_Given task_. Locate each line below that contains the string "jacket" and copy those lines in full. Case counts, so match capital and lowercase letters as given.

_Material supplied_.
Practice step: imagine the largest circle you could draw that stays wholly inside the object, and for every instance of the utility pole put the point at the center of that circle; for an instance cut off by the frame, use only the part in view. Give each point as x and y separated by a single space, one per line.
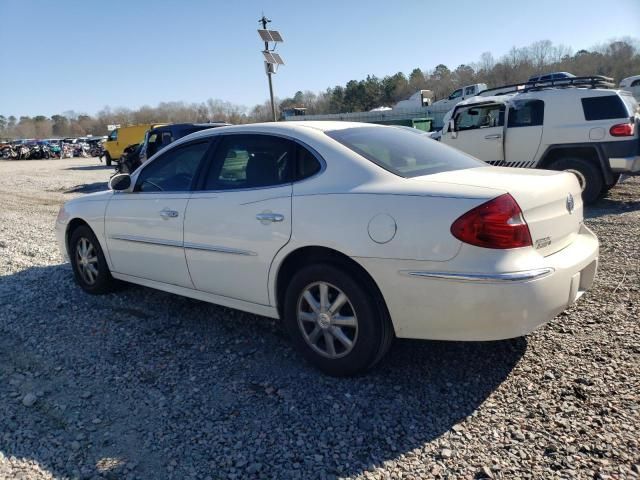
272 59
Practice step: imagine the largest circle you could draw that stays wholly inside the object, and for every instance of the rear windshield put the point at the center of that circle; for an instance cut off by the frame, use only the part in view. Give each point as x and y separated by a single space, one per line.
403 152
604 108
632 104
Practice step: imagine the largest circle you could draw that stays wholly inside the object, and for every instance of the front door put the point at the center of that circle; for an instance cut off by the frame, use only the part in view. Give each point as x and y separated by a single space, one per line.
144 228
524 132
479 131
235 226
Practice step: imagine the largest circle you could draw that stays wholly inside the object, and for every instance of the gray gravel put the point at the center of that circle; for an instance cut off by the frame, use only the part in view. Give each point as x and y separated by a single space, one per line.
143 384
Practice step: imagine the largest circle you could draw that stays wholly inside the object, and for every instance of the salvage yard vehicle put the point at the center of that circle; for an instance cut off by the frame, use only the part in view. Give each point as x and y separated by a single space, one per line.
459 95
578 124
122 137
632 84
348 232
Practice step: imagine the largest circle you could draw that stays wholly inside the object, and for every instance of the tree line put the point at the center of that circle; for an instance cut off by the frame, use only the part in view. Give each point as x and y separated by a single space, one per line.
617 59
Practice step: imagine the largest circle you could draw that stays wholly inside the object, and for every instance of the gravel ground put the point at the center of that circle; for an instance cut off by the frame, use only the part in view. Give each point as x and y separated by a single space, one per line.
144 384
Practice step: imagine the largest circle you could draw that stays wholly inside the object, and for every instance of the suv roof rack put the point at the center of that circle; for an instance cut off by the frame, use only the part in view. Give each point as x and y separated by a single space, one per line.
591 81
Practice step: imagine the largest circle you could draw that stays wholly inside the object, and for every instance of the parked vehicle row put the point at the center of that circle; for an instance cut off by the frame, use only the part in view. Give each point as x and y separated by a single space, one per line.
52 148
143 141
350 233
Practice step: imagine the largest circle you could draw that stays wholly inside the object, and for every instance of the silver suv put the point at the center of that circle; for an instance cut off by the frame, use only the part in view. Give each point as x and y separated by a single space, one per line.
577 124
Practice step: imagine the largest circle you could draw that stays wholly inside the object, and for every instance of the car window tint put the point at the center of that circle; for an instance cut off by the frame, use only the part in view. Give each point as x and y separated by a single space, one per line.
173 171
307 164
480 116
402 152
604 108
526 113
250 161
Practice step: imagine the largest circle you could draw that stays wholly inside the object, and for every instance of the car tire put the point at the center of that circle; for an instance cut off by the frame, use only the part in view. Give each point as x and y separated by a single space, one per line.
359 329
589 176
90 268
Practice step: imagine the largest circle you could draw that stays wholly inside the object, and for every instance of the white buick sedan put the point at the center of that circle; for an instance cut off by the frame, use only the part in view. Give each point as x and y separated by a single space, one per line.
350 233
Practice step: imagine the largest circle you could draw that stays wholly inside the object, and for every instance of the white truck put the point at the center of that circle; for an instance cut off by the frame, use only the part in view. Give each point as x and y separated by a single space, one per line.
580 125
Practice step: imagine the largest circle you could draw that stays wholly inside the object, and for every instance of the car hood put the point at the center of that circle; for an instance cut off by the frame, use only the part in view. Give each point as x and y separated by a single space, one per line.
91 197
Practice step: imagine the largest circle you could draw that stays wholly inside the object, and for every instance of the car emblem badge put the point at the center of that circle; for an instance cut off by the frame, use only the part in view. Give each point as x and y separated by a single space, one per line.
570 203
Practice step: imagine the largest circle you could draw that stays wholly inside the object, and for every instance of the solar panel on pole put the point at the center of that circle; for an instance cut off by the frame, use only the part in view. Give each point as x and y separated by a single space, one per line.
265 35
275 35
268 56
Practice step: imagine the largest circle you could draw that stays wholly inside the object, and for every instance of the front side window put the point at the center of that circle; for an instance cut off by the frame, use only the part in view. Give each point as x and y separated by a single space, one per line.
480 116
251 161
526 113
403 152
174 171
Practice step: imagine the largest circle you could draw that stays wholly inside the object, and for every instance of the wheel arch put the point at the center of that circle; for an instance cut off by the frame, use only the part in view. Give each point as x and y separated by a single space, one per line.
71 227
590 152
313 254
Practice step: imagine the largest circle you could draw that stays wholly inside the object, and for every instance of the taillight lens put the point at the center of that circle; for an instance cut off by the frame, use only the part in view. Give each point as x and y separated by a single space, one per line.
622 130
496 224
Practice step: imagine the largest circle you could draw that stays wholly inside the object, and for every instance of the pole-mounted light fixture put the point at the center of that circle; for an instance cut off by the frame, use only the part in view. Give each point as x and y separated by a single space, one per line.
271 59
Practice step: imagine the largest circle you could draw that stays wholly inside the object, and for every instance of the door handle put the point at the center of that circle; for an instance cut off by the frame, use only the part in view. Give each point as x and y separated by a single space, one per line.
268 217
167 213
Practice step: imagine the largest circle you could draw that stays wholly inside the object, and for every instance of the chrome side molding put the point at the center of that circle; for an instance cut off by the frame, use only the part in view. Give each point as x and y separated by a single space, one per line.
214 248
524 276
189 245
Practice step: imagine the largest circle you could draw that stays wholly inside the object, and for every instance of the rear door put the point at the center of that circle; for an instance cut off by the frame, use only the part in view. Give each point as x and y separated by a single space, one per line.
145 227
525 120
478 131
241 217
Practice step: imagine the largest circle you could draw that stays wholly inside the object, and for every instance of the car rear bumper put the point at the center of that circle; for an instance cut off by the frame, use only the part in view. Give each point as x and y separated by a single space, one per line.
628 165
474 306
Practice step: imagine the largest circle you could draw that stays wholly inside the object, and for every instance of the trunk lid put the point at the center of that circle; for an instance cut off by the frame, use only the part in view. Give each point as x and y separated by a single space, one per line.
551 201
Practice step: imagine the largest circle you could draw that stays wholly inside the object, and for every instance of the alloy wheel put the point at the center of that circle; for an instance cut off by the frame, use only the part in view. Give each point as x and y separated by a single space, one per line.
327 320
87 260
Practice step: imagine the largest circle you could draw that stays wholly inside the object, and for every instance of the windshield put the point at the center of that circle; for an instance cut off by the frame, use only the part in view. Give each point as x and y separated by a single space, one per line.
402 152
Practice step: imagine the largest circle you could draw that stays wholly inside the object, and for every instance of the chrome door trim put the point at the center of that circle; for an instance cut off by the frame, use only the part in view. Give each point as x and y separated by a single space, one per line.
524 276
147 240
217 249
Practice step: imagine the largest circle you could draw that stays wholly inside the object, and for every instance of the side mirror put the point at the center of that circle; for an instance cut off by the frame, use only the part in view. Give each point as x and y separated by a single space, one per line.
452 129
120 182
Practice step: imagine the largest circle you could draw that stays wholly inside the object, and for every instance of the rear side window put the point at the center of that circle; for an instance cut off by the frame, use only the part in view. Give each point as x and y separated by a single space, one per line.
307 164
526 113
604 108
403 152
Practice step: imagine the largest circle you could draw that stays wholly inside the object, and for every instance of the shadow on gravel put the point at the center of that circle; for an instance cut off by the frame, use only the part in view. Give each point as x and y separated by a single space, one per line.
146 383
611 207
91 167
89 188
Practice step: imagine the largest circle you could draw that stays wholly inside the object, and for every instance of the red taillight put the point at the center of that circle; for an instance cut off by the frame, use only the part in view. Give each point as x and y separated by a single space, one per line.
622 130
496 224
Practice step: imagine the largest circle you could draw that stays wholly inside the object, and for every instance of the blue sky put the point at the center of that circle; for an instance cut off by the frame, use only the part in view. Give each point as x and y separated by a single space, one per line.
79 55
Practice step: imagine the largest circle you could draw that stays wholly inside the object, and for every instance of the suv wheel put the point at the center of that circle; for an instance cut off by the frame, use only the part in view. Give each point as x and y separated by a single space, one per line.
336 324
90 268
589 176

--

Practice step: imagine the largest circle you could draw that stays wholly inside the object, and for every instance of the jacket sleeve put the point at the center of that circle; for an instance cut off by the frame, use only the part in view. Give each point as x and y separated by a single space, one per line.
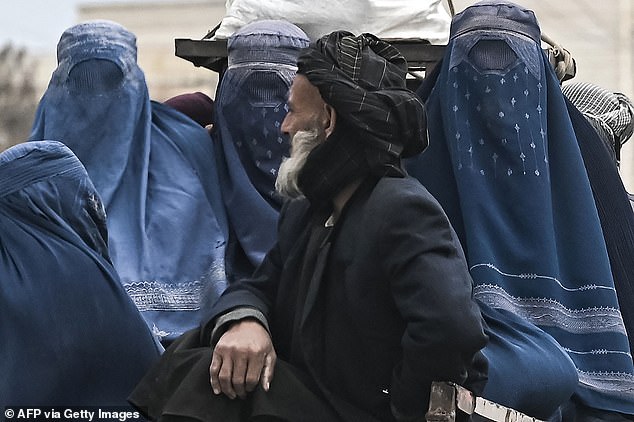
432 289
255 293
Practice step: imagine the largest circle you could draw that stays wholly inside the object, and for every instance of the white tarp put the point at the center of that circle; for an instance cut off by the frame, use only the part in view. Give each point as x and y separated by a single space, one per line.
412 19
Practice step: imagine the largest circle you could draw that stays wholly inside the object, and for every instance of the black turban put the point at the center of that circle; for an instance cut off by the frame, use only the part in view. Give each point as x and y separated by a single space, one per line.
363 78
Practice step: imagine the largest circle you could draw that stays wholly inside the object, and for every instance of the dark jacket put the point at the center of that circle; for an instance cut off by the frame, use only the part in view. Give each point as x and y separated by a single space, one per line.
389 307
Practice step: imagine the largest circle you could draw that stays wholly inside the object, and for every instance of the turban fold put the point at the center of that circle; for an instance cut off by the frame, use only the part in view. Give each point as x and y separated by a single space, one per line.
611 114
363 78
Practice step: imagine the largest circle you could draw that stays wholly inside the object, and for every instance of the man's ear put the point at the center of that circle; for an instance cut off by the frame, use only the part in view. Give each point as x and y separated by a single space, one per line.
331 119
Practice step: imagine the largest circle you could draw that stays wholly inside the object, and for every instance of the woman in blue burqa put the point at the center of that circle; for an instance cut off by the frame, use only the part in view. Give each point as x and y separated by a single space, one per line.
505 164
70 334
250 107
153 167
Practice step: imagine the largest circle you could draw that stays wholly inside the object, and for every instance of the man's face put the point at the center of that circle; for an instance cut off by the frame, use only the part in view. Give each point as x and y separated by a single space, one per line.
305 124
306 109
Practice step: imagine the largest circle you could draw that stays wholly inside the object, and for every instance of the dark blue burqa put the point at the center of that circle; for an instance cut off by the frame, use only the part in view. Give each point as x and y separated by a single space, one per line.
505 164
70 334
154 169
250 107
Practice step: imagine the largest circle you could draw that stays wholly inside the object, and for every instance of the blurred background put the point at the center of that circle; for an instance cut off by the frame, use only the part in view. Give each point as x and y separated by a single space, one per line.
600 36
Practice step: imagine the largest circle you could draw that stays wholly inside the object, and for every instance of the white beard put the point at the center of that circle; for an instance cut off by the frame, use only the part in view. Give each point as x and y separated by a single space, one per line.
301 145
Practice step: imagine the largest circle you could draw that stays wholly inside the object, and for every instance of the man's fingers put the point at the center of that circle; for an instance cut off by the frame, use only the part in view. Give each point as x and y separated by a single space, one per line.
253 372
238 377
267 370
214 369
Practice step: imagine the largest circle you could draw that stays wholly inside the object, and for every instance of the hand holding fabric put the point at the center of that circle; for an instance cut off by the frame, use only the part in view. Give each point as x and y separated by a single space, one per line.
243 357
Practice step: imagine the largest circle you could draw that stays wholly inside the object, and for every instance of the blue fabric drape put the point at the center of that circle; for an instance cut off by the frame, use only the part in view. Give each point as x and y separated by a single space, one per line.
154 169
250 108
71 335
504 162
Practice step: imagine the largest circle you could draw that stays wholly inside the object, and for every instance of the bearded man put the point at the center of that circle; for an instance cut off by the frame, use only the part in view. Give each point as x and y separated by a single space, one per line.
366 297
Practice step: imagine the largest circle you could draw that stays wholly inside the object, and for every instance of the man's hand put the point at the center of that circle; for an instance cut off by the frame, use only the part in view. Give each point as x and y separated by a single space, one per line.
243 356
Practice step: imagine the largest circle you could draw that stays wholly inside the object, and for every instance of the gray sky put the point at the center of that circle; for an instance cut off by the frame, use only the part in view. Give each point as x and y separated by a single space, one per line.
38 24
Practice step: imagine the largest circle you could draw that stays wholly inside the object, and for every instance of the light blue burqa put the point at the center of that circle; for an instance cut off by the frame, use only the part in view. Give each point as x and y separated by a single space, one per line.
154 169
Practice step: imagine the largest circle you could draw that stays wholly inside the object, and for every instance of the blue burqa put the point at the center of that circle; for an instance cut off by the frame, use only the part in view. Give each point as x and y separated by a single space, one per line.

* * *

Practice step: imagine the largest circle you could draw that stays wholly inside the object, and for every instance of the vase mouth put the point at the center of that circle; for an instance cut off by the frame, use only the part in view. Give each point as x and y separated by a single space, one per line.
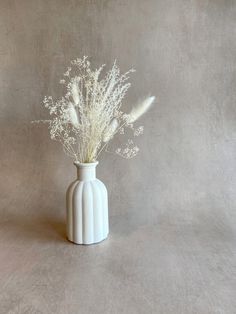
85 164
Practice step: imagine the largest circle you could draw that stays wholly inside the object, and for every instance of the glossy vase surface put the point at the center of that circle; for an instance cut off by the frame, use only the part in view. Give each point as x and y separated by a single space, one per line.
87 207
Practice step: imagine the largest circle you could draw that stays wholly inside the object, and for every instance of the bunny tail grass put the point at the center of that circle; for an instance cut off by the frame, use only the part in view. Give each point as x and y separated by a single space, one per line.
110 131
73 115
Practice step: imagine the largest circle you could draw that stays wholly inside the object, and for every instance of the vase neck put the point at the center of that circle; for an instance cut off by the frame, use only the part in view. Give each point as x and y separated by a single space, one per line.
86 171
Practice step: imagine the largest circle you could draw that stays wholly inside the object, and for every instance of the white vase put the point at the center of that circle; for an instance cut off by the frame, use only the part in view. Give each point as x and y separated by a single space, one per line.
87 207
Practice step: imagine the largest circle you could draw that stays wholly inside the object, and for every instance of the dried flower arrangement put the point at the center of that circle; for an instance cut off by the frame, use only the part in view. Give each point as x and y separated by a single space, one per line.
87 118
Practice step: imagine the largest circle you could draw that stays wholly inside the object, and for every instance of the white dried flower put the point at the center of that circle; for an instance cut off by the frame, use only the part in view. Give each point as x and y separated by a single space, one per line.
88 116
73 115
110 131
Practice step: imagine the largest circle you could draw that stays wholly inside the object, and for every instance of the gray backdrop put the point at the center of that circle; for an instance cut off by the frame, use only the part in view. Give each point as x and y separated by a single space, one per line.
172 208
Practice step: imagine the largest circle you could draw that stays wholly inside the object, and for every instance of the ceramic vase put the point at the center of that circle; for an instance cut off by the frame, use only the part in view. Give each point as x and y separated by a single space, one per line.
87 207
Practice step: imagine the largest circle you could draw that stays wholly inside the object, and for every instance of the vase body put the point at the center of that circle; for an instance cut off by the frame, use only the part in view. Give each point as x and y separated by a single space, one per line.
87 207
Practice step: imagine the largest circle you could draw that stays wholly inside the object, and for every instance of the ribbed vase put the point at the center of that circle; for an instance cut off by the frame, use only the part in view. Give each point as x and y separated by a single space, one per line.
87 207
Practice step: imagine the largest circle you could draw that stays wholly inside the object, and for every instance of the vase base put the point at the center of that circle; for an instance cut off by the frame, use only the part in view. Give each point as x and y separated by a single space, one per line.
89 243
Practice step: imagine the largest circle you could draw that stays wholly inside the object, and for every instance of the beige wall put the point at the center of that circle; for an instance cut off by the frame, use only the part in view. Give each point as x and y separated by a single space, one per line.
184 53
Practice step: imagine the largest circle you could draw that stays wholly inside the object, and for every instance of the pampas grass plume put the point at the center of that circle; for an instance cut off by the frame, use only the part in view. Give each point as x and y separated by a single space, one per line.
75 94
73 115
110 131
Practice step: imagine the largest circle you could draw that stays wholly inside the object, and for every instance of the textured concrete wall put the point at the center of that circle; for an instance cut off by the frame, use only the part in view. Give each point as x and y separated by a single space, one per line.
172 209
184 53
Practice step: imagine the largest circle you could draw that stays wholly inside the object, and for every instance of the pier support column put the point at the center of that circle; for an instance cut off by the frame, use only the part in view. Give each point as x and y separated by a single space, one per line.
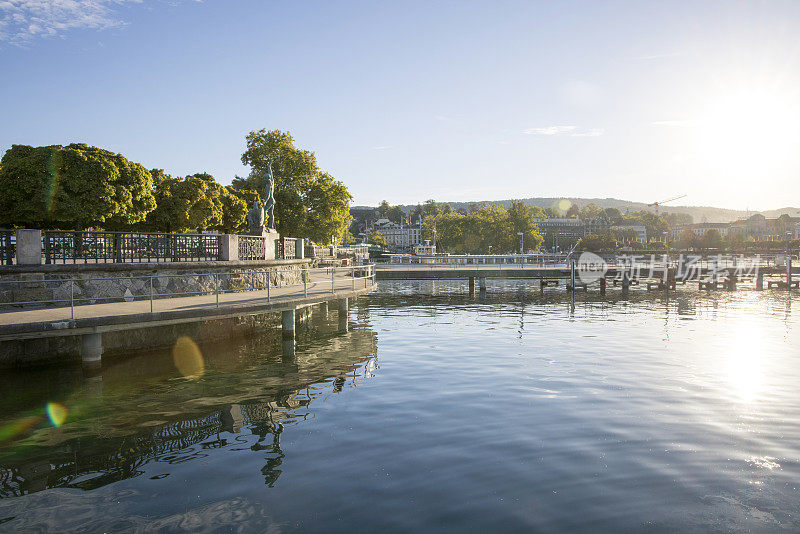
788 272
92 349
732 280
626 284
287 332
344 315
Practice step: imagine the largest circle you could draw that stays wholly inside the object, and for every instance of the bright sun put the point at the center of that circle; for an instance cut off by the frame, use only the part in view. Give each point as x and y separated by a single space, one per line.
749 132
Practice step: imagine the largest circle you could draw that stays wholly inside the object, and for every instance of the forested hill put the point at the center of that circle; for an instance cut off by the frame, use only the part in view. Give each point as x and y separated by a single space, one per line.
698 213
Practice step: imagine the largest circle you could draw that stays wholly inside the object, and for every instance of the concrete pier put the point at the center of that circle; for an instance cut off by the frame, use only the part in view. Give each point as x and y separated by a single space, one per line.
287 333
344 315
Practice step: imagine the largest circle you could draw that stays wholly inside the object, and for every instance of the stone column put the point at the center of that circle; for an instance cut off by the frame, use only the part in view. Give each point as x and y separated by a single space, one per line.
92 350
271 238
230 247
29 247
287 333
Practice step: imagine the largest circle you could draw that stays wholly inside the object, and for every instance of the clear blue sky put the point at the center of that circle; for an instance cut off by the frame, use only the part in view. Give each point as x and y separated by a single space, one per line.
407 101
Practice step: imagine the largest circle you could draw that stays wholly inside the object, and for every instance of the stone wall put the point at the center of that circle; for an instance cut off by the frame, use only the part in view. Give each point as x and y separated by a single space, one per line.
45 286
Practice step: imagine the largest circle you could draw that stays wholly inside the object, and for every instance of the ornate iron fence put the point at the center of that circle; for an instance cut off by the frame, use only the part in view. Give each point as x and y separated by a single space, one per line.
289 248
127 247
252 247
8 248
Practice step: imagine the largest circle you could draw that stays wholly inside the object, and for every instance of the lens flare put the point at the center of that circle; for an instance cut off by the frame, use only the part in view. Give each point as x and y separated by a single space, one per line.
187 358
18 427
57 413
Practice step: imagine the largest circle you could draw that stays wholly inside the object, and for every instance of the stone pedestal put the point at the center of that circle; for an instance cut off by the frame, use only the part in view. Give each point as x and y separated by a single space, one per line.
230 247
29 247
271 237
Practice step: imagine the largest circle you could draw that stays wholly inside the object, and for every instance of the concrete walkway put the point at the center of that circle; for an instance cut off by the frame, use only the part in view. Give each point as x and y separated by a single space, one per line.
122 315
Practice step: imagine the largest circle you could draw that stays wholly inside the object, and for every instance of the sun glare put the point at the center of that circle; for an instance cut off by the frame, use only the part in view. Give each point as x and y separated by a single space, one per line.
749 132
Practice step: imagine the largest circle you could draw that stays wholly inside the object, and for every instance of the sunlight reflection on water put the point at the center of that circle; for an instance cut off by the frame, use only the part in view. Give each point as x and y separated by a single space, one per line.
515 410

_Solution to this exercise_.
Practice step: imagine the largest circle you could draw that stays wholly inside the object, and for every instance of the jacket sleeve put the point at the center of that circle; for an instance cut off by the frame, use only the part in view. Give each point as x and y separated by a single space, one per line.
Practice step: imagine the largest circle you could draw that stays wholly inside the object, and for every instance of the dark jacket put the point at the center of that circle; for an instance cut off by the frame, use only the part in view. Give each point as x and y separated by a single space, one per line.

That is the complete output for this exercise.